Y ahora... ¡Drácula!

   Es muy curioso cómo se interpreta el personaje de Drácula en función del género. Para las mujeres, es un símbolo del erotismo, un personaje morboso y atractivo. Para los hombres, es el símbolo del chupasangre, del explotador que vive del esfuerzo nutritivo de los demás. Ambas visiones de Drácula tienen su fundamento. La sexualidad desbordada, el atractivo de técnicas amatorias refinadas, el erotismo que conduce a la liberación, están muy presentes en la novela de Bran Stoker quien, como buen victoriano, no desaprovecha ocasión para hablar de sexo aunque no lo pareciera. La monstruosidad de utilizar a los seres humanos como carnaza para conseguir los propios fines, el destruirlos física y moralmente para sobrevivir, en definitiva, el arrebatarles el aliento de vida, está en el personaje real, ese Vlad III, héroe nacional rumano, que no dudó en aliarse con quien le convino y empalar a todo bicho viviente que se cruzó en sus intereses. Si este Vlad III es un antecedente de El Príncipe de Maquiavelo, el Drácula de Stoker es la viva encarnación del Übermensch nietzschiano. Se trata, en efecto, de alguien noble, de refinada sabiduría, que dispone de un tiempo infinito y lo dedica a transmutar todos los valores, a invertir la moral cristiana. Su único interés es ir ampliando poco a poco la comunidad de semejantes con los que establecerá una sana competición por las víctimas potenciales. Frente a él está la masa de ignorantes, capitaneada por el más ignorante de todos, el científico. El rebaño se aferra a su fe cristiana o, lo que según Nietzsche es lo mismo, a la fe en unas verdades últimas e inmutables. Que el bueno de Stoker acabe matando a Drácula justo cuando Nietzsche anunciaba la muerte de Dios, sólo puede ser visto como un artificio para tranquilizar conciencias. Porque lo cierto es que Drácula siguió viviendo.
   Si recordamos que la primera película pornográfica es un año anterior a la publicación del Drácula de Stoker (por cierto, su director, Albert Kirchner, tiene también el honor de haber sido el primero en dirigir un film sobre la vida de Cristo), debe extrañarnos que el hombre-vampiro tardara tanto en aparecer en la gran pantalla. Y es que los herederos de Stoker no veían claro ceder sus derechos. De aquí, que el primer Drácula ni siquiera se llamase así. Es el mucho menos erótico, pero bastante más inquietante, Nosferatu de Murnau. A partir de ahí, Dráculas, draculines y draculones, los ha habido por docenas, de todos los tipos, tamaños y colores. En nuestra época, en la que el sexo, descrito más que insinuado, está presente en las pantallas pequeñas, medianas y grandes, en la que se lo vende en cajas, en pastillitas y a pilas, Drácula ha acabado teniendo tan poco atractivo como un viejo verderón. Las nuevas versiones del personajes son, como la margarina, como el tabaco, como la masculinidad y la democracia, light. En la muy reciente saga Crepúsculo hemos podido ver a un joven vampiro cuya lascivia se reducía a tener una novia y casarse cristianamente con ella como está mandado. Peor aún es la serie True Blood, cercana, por fin, a su última temporada. En la era post-sida, los vampiros prefieren beber un sucedáneo de sangre embotellada, que seguro que ya ni sabe a sangre ni  y a la que dentro de poco comercializarán con aroma a vainilla. Tampoco vayan Uds. a creerse que conservan ese aura de nobleza que da la capa y el castillo, para nada. Vampiro puede ser cualquiera, un sheriff, una prostituta y hasta una camarera. El Übermensch ha devenido un miembro del rebaño más, pues hoy día, ni siquiera a los vampiros se les permite atentar contra el orden establecido. Eso sí, participan en sanguinolentas orgías, no vaya a pensar alguien que el sexo puede ser liberador.

## [POR HACER]
1. Responde con lo que dice el texto sobre Drácula:
(a) ¿Qué es Drácula para las mujeres?
(b) ¿Cuál fue el primer Drácula del cine?
(c) ¿Qué beben los vampiros en la era post-sida?
2. Por favor, retoma el texto sobre Drácula y continúalo a partir de su última frase.
El material que sigue procede de otra fuente.

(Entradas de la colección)
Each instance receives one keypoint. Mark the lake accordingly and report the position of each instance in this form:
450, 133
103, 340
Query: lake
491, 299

## [RESULTADOS DEL EJERCICIO]
1.
(a) Un símbolo del erotismo, un personaje morboso y atractivo.
(b) El Nosferatu de Murnau.
(c) Un sucedáneo de sangre embotellada.

2.
   La domesticación de Drácula, el encorsetamiento de su sexualidad desbordada, la acomodación de sus valores a los del común de los mortales, ha corrido paralela al hecho de que las monstruosidades se han convertido en rutina, ya no hace falta esperar la declaración de un periodo histórico excepcional para cometerlas. El resultado es que algunas facetas de monstruos tan queridos, han dejado de formar parte del imaginario colectivo. Es el caso de Drácula como símbolo de la explotación. El mismo término “explotador” ha dejado de formar parte del léxico de los sindicatos marxistas. Se habla de “infringir los derechos de los trabajadores”, de “incumplir la reglamentación”, de “abusar de la confianza”, pero ya nadie explota, salvo los terroristas suicidas. De hecho, ya ni siquiera quedan “empresarios”. En España el término “empresario” se ha convertido en sinónimo de marido/novio/amante de la famosilla de turno. Es una pena porque “empresario”, antes de adquirir connotaciones peyorativas, designaba a quien ponía en marcha una empresa, esto es, un proyecto que resultaba común a todos los embarcados en él, bien poniendo el dinero, bien aportado su esfuerzo físico. El término que se usa hoy día es “emprendedor”. Emprendedor es alguien que emprende, es decir, que contra los vientos del papeleo administrativo y las mareas de trabajadores que quieren, al menos, dar su opinión sobre lo que hacen, pone en marcha un proyecto, que ya no es de todos los que colaboran en él, sino suyo personal. La cantinela de que vampiros puede haberlos en los institutos y en los bares, porque cualquiera puede ser un vampiro, no es por tanto, otra cosa que la pesada broma de que el capitalismo es compatible con el pleno empleo porque cualquiera puede convertirse en "emprendedor".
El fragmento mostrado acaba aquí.